Only the lines from the line holding "of the stucco" to the last line should be output, each exactly as given.

- - -

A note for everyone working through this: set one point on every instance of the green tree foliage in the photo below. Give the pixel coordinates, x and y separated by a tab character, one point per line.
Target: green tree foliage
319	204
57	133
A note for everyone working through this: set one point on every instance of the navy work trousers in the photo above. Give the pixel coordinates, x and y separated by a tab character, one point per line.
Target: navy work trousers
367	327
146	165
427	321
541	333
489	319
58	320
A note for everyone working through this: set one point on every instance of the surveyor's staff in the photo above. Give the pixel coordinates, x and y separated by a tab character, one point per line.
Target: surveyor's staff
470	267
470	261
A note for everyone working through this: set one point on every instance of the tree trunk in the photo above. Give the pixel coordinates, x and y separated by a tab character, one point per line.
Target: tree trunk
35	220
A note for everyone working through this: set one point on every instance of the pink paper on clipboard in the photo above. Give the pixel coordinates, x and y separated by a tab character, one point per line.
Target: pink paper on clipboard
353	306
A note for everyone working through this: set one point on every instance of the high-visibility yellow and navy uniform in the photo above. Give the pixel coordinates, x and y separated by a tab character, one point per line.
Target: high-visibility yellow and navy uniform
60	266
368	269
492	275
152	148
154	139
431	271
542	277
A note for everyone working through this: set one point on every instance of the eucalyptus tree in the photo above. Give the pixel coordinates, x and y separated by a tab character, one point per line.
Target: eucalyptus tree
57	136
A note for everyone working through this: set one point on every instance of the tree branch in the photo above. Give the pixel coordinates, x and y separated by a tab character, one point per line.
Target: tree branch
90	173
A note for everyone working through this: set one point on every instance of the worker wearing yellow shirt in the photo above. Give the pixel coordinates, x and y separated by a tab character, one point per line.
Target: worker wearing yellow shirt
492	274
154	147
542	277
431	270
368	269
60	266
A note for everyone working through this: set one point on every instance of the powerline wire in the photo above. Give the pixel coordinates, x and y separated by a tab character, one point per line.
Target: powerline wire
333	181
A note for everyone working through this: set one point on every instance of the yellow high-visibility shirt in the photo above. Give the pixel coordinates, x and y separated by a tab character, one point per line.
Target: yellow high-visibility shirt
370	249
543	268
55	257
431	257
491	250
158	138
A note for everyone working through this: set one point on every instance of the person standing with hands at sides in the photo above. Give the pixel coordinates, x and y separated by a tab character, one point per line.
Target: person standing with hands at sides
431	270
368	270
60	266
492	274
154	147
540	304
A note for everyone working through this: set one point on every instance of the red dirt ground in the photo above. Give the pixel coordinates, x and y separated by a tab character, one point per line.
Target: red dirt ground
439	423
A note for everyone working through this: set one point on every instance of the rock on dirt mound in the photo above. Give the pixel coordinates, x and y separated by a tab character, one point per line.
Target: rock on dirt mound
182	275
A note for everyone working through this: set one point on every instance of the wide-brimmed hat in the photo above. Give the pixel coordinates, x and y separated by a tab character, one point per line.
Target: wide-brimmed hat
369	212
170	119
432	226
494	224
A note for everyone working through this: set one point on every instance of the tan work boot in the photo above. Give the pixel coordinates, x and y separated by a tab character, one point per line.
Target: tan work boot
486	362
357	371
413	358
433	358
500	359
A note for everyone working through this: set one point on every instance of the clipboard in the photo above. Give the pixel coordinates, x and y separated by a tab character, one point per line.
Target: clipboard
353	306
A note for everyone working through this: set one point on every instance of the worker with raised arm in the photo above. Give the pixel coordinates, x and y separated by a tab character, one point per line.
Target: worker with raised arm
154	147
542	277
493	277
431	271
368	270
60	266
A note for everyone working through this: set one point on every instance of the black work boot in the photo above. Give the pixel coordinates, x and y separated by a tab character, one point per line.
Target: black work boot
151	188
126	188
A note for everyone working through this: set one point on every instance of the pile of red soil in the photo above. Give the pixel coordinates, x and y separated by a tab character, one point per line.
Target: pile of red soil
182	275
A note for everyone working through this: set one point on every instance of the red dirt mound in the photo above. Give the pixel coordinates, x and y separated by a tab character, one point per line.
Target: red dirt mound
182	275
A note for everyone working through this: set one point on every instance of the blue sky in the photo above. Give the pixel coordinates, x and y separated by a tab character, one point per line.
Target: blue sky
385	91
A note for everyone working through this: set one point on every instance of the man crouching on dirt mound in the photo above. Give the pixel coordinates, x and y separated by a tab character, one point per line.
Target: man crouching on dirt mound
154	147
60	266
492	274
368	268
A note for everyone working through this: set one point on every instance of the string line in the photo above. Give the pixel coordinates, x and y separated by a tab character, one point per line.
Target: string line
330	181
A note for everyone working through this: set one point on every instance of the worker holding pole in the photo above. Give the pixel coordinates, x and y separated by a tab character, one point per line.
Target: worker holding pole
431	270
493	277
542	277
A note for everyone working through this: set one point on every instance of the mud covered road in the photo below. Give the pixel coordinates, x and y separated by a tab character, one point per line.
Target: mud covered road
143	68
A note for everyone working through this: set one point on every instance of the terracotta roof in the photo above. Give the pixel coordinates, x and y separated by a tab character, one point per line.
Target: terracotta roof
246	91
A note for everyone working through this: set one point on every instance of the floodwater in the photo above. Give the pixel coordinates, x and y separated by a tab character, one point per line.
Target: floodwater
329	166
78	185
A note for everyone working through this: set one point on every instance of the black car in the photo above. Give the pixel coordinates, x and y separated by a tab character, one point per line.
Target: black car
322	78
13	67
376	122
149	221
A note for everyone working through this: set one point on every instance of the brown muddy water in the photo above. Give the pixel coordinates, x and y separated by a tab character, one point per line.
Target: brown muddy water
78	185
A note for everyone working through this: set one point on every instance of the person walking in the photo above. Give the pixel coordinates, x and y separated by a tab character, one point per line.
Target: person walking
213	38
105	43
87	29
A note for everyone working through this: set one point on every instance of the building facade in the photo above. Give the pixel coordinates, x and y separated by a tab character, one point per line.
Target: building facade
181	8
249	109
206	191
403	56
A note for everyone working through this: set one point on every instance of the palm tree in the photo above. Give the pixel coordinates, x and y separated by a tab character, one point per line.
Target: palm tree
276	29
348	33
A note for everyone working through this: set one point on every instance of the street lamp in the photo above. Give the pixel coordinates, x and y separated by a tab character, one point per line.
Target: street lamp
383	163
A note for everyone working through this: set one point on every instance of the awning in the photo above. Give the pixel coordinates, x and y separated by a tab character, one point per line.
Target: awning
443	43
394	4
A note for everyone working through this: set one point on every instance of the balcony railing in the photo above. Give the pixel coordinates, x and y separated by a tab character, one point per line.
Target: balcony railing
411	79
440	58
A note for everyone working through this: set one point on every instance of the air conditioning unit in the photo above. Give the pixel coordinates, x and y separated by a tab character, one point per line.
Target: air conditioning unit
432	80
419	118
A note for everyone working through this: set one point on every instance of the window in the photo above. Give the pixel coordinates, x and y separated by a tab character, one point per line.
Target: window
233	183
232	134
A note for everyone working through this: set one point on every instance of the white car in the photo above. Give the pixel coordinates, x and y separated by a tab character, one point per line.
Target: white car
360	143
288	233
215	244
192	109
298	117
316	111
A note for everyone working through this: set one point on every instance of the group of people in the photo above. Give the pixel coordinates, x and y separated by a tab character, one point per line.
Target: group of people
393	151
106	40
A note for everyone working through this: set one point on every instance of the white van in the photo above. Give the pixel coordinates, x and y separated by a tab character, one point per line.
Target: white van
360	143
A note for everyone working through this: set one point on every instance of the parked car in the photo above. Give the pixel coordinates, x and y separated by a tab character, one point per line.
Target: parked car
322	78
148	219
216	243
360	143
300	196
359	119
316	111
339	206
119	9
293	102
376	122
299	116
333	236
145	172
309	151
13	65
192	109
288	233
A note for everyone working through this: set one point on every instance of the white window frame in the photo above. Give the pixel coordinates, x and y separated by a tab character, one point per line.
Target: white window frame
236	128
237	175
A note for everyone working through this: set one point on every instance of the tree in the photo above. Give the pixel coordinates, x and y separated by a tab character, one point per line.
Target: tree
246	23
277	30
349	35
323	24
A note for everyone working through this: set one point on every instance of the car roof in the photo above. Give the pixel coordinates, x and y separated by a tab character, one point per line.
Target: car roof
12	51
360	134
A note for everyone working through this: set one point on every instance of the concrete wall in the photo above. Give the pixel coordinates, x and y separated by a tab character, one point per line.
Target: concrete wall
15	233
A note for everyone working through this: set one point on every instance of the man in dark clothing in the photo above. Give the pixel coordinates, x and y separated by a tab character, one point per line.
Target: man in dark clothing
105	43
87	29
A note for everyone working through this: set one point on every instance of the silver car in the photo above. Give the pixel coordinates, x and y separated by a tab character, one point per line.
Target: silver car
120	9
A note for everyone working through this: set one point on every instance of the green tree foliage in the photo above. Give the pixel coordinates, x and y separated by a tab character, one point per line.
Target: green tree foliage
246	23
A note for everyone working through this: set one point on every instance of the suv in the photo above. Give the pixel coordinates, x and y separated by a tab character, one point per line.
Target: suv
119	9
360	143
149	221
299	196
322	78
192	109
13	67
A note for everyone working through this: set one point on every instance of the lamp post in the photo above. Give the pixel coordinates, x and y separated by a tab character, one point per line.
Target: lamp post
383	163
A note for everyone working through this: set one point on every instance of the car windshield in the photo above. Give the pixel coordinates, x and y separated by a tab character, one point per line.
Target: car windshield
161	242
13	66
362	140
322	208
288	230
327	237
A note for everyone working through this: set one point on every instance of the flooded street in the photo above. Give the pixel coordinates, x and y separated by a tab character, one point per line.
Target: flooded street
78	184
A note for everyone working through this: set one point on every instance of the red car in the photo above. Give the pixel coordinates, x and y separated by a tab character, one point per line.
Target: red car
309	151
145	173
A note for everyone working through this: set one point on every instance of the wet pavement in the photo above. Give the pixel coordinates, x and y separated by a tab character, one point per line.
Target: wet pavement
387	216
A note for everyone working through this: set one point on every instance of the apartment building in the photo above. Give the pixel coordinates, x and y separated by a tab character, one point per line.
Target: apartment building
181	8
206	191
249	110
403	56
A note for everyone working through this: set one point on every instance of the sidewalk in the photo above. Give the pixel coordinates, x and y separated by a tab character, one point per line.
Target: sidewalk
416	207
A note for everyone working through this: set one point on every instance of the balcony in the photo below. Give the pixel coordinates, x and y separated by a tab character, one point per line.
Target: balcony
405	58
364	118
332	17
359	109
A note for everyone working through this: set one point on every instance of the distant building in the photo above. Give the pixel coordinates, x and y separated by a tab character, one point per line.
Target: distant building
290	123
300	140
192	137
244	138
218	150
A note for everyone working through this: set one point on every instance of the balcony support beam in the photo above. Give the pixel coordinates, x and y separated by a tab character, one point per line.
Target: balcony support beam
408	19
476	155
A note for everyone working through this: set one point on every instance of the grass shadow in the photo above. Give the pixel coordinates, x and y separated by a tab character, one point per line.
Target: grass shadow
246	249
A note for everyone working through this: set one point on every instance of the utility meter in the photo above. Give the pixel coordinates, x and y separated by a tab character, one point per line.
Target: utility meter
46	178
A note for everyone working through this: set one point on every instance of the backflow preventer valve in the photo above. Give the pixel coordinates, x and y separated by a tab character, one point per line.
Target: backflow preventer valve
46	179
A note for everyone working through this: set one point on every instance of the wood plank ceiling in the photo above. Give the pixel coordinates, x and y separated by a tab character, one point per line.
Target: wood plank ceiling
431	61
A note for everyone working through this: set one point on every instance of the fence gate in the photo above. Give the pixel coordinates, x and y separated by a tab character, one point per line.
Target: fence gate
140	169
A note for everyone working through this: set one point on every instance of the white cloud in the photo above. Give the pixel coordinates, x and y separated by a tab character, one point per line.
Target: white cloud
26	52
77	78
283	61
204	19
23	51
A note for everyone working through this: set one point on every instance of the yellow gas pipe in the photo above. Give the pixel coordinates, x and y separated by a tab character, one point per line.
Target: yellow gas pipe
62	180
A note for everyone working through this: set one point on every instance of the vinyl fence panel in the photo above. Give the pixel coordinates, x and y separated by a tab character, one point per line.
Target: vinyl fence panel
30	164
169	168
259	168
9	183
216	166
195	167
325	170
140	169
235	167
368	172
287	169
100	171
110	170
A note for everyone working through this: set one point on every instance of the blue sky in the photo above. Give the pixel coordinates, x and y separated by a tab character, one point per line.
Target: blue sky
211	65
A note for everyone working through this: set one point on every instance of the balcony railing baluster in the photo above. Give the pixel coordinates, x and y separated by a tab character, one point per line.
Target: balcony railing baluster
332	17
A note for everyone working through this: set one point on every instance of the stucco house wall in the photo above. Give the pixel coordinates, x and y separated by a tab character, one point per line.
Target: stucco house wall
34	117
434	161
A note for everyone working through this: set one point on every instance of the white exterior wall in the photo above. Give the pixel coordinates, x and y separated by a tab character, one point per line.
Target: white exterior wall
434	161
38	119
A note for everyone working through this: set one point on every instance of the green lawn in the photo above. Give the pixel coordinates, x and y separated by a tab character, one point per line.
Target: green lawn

- - -

▸ **Answer for the task**:
A note for everyone working through this: set one point on every instance of the stucco house wall in the photo above. Give the pixel coordinates, x and y separated by a tab character, one point per line.
Target: stucco house wall
34	117
434	161
A note for everyone working through this: set one point on every instance of the white exterior wall in the photo above. Give the pixel coordinates, x and y separated by a tab character, one point per line.
Target: white exterior wall
434	161
38	119
A note for everyone working through this: set one point on every instance of the green lawn in the photo above. Give the pixel coordinates, x and y separated by a tab character, one point per line.
Target: green lawn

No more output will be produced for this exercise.